__To be done__:
State how many lines in the records below contain the string "strip", giving only the number.

--- start Input for this task ---

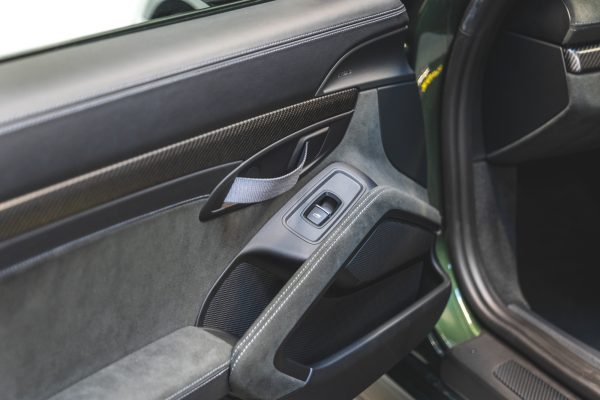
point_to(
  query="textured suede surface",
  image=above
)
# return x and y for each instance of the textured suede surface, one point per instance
(362, 148)
(81, 307)
(253, 374)
(187, 360)
(67, 314)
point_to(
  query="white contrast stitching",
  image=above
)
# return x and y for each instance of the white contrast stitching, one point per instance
(197, 69)
(325, 252)
(297, 276)
(199, 380)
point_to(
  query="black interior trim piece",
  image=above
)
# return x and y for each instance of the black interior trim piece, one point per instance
(232, 143)
(525, 86)
(583, 59)
(377, 62)
(462, 95)
(114, 99)
(562, 22)
(403, 129)
(142, 203)
(485, 368)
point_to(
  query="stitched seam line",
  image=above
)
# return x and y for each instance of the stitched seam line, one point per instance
(198, 383)
(197, 69)
(301, 281)
(280, 296)
(350, 224)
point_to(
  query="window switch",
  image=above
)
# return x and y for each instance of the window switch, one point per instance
(317, 215)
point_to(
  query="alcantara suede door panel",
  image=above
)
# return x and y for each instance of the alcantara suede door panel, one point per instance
(110, 148)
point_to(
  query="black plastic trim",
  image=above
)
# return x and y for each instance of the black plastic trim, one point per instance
(460, 124)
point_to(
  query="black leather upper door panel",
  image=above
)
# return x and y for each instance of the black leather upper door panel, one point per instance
(68, 112)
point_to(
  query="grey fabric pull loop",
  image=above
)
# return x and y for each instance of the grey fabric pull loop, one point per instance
(255, 190)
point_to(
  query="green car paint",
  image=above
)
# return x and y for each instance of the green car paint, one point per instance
(456, 325)
(433, 30)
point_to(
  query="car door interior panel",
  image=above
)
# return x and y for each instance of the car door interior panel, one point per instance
(233, 205)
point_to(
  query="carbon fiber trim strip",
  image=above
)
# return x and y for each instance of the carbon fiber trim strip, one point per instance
(232, 143)
(583, 59)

--- end Input for this task ---

__Response__:
2